RECORDS —
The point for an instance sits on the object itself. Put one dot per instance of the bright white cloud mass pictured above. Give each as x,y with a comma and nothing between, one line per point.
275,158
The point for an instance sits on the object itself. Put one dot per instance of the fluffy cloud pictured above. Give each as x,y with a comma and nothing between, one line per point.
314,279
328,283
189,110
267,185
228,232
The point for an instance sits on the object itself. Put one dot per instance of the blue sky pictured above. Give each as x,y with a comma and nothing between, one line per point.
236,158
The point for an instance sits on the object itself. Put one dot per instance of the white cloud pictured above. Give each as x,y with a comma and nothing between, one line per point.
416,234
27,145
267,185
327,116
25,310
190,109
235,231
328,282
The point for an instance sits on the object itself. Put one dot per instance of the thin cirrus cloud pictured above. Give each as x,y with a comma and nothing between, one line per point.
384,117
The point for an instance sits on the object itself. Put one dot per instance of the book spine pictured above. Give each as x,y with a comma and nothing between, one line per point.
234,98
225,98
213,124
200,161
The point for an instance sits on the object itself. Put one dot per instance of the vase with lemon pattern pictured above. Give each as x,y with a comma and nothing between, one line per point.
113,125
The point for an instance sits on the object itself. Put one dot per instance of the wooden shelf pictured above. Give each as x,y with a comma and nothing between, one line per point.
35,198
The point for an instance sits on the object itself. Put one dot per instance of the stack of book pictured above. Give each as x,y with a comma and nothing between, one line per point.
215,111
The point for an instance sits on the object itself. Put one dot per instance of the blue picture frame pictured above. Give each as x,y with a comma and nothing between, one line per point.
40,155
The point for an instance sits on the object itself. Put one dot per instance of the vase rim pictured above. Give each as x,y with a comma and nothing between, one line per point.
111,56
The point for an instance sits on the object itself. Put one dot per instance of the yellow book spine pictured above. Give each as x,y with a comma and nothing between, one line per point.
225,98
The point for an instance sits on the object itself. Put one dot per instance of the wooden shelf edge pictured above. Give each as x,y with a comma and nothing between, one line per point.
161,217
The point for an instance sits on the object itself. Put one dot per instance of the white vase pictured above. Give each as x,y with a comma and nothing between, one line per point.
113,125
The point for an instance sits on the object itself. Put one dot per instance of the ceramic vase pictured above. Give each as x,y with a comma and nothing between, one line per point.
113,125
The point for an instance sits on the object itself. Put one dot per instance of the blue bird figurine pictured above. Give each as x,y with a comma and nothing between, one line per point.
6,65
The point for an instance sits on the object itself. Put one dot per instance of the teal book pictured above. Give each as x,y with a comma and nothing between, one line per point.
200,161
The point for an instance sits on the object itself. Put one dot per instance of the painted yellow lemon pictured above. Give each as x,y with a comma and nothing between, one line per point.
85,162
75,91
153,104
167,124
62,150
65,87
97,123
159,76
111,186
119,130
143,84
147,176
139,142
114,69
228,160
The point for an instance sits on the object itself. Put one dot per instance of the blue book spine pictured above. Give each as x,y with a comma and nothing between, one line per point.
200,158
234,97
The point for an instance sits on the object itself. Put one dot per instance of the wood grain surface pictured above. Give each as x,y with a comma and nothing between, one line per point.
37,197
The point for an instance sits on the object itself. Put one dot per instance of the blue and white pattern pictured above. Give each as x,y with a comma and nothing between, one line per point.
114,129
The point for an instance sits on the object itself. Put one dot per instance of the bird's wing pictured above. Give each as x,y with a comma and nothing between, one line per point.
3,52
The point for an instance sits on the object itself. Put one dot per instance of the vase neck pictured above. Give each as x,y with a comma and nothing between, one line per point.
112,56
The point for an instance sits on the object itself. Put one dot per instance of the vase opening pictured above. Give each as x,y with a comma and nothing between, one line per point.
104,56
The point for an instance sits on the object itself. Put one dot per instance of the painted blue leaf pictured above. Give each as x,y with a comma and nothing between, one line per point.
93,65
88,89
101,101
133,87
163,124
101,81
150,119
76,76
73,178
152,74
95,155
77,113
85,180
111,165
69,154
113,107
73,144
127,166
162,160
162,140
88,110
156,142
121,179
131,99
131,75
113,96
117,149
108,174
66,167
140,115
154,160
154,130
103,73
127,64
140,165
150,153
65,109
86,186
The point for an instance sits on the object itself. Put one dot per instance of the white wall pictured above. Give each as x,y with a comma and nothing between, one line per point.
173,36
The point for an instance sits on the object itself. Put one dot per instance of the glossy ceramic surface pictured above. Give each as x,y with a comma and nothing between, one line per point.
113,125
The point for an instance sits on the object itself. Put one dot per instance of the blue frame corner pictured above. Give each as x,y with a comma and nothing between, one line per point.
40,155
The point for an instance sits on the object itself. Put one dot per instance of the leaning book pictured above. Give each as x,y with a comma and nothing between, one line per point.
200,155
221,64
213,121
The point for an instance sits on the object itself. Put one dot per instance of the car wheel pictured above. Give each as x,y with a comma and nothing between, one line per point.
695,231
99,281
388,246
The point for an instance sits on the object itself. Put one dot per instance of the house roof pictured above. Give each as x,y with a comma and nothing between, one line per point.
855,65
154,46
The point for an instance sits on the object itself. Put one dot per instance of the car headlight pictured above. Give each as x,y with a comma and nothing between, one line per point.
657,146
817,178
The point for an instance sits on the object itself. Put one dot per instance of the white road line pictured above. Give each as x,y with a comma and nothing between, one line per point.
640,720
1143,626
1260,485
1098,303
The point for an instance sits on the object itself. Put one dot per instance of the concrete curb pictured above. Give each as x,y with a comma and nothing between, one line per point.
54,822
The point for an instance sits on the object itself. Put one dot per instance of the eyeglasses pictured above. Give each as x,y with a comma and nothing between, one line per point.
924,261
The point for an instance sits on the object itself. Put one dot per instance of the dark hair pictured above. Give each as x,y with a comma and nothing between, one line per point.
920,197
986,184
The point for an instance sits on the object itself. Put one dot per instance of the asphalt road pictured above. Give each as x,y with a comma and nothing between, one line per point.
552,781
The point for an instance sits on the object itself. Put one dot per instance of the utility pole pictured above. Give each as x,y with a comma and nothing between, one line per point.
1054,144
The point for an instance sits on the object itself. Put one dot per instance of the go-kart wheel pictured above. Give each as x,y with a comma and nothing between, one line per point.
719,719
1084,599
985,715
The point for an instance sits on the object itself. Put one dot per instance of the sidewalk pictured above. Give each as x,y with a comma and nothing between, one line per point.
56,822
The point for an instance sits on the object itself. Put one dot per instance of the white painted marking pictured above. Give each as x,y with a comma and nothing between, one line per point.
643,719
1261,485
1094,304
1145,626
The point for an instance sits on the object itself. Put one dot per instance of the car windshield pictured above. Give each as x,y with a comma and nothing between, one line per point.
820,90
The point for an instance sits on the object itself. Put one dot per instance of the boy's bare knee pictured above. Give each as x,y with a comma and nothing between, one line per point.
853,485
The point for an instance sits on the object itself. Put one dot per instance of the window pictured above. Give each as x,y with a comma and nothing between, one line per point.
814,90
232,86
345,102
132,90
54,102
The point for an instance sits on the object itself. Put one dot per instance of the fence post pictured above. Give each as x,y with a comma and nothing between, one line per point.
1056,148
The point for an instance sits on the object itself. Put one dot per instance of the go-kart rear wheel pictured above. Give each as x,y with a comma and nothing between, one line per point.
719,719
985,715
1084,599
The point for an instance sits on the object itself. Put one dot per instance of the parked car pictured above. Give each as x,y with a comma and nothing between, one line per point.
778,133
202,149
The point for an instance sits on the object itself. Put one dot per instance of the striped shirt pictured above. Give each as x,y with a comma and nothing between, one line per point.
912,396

YOUR INSTRUCTIONS — Write out all the entries once more, exactly.

SOLUTION FOR THIS TASK —
The point for an instance sits on the object itself. Put one dot per instance of the bright white cloud mass pictured above. Give each as x,y with a comma and nothing between, one line per point.
275,158
The point for an instance sits on the object itself. Put one dot per instance of the fluffy cloud pictured above. Give each as x,y with a comma and nothing between, one line per point.
314,279
328,283
189,110
267,185
228,232
The point for an instance sits on the object itself. Put one dot per instance of the blue sky pictured above. Give each as x,y with a comma and nothing between, one line per point.
236,158
The point for an instance sits on the object itself. Put one dot per instance of the white cloud pictured above. Give each as x,y with a comma and nothing between, one line per point.
416,234
27,145
267,185
327,116
25,310
190,109
235,231
328,282
The point for an instance sits on the object itself. Put one dot per instance of the thin cirrus cloud pictured above. Give each as x,y with a comma and nothing between, one line per point.
384,117
The point for an instance sits on the object itself. Put one dot per instance of the book spine pictured above. Give each as x,y with a comma and nothing between, one line per point.
234,98
225,98
213,124
200,161
The point for an instance sits on the object itself. Put one dot per instance of the vase with lemon pattern pictured above. Give each as x,y with a comma and nothing between, one line per point.
113,125
The point for an instance sits on the object itself. Put one dot per instance of the wooden shelf pictured above. Give each as x,y with a comma and nothing between, one line per point.
35,198
The point for an instance sits on the object itself. Put one dot per instance of the stack of book pictured above. Give each as x,y with a comma and nothing between, one line per point.
215,111
The point for an instance sits on the object itself. Put one dot per instance of the blue picture frame pictured above. Give each as x,y with a comma and nothing between, one line per point.
40,155
The point for an instance sits on the object itself. Put one dot per instance of the vase rim pictured above. Give each as x,y with a comma and nothing between, one line per point.
111,56
The point for an instance sits on the object itself. Put one dot per instance of the yellow book spine pictured above. Give each as x,y with a comma and nothing between, one line per point.
225,98
The point for an instance sits on the object itself. Put one dot per instance of the wooden shelf edge pictured above. Give each as x,y with a comma and nothing between, one line per point.
161,217
The point for an instance sits on the object itself. Put one dot per instance of the white vase pictured above. Give each as x,y with a comma and nothing between, one line per point.
113,125
The point for an instance sits on the object itself. Put one dot per instance of the ceramic vase pictured above. Give each as x,y with a comma and nothing between, one line per point.
113,125
The point for an instance sits on the object itself. Put one dot per instance of the blue bird figurine pictured above. Give each as x,y with a comma and nothing between, one line per point.
6,65
The point for an instance sits on the object itself. Put one dot per instance of the teal book pictured above. Give each as x,y with a comma and nothing between, one line per point.
200,161
The point for an instance sits on the object itself. Put one dot per instance of the painted yellow lemon pictured above. Give each as x,y with a comma and nothing between, one line per point.
85,162
75,91
153,104
167,124
62,150
65,87
97,123
159,76
111,186
119,130
143,84
147,176
139,142
114,69
228,160
The point for an instance sits on the object itself. Put one dot per instance of the blue book spine pictured above. Give each as x,y with a comma and nothing between, one line per point.
200,158
234,97
The point for an instance sits on the object itself. Put one dot per instance of the wood grain surface pictured above. Give each as x,y with a comma and nothing between, one line per point.
37,197
The point for an instance sits on the object itself. Put one dot per instance of the blue and white pattern pictured above. Give each as x,y with a comma and nothing between, one line per point.
114,129
The point for an instance sits on the object itself. Put one dot per instance of the bird's wing pictured above. Give each as x,y with a comma and nothing between, one line per point.
3,52
The point for an instance sits on the object itself. Put one dot per instance of the vase neck pictured above. Give each as x,y with a comma and nothing between, one line per point.
112,56
The point for an instance sits on the object itself. Put one dot per instance of the vase opening pictured above. Give each as x,y with a comma and nothing between, one line per point.
104,56
The point for an instance sits on the object itself. Put one dot per instance of the painted blue leaf pictured above. Give each as x,y with a comma and nothing between, one line per point.
93,65
88,89
101,101
133,87
163,124
101,81
150,119
76,76
73,178
152,74
95,155
77,113
85,180
111,165
69,154
113,107
73,144
127,166
162,160
162,140
88,110
156,142
121,179
131,99
131,75
113,96
117,149
108,174
66,167
140,115
154,160
154,130
103,73
127,64
140,165
150,153
65,109
86,186
The point for an instance sits on the object itself. Put one dot per instance of the white wall pictured above. Give each as x,y with a comma and nothing between, one line per point.
173,36
The point for an instance sits on the object itself. Put one dot per instance of the glossy ceramic surface pictured above. Give each as x,y with a comma and nothing between, one line per point.
113,125
The point for an instance sits on the object itself. Put one dot per instance of the blue frame corner pictured above. Give each as x,y with a comma and nothing between, one line per point.
40,155
The point for an instance sits on the object itself. Put one dot per instance of the leaning book pictured above. Give each as x,y with a comma and nothing between, one line per point.
200,155
221,64
213,121
The point for an instance sits on the object itself. Put one dot per instance of the car wheel pictured above. Give each as x,y with a comma and nothing between, one line per point.
695,231
99,281
388,246
The point for an instance sits on the object itself. Put one dot per instance of the house roof pictured above. Give each as x,y with a comma and nothing between, one line per point.
855,65
154,46
The point for an instance sits on the object itself. Put one dot per instance of the car headlight pictured above. Give each as x,y with a comma and nothing between, one line per point.
657,146
817,178
The point for an instance sits on the object itself. Put one dot per instance of the white road line pictured above. Give each as x,y with a comma and nothing between, one line per point.
640,720
1143,626
1260,485
1098,303
The point for an instance sits on the object itself. Put one dot per instance of the concrete curb pictured above. Give each as x,y with a comma and nothing between, one line per point.
54,822
The point for an instance sits on the object itself. Put one dot per instance of the eyeglasses pictured above. Give each as x,y with a comma and nothing between, one line per point.
924,261
The point for an instance sits on the object itself. Put one dot per instance of the dark hair pictured above. Give each as x,y with a comma and nothing between, one line per point.
920,197
986,184
The point for an instance sits on the object itself. Put one dot per instance of the asphalt road pictured above. Give each as x,y with a comma and nothing between, one line per point.
552,781
The point for an instance sits on the object itself. Put one dot per instance of the utility pole pictured above. Give each as x,y with a comma and nothing between, one line per point.
1054,144
The point for an instance sits on the object itself. Put one dot per instance of the go-kart wheel pictured above. Give each as x,y with a comma and nothing between, one line per point.
719,719
1084,599
985,715
The point for an instance sits on the object itself. Put one dot per instance of the sidewalk pictured above. Give each as x,y with a comma and nothing between, one line per point.
56,822
The point for an instance sits on the object itself. Put one dot per instance of the white painted marking pictured above. Give each as x,y with a comma and nothing between, one line per point.
643,719
1261,485
1094,304
1145,626
The point for an instance sits on the object itself. Put one dot per instance of the car windshield pictured above. Give each as x,y with a comma and nothing between, one line per point.
820,90
The point for an instance sits on the object itself. Put one dot per instance of the boy's bare knee pictured above. Give each as x,y with a comma and nothing between, one line per point.
853,485
The point for an instance sits on the object itself. Put one dot per instance of the window pictured above. Give each as x,y with a comma and nothing between, one line per point.
814,90
232,86
345,102
132,90
54,102
The point for an instance sits on the object itself. Put one dot per instance of the fence post pictured above. Give each as x,y with a comma and nothing between, one line per point.
1056,148
The point for an instance sits on the object itself. Put one dot per instance of the go-kart rear wheel pictured above. Give each as x,y with a comma and nothing between, one line per point.
719,719
985,715
1084,599
The point for an instance sits on the object itself. Put one dot per instance of the parked car pictured above. Give each as x,y with a comma and nothing between, one line per point.
778,133
202,149
The point for an instance sits on the object itself. Put one dot per instance of the striped shirt pictured above. Give each as x,y with a comma and nothing between, one line per point.
912,396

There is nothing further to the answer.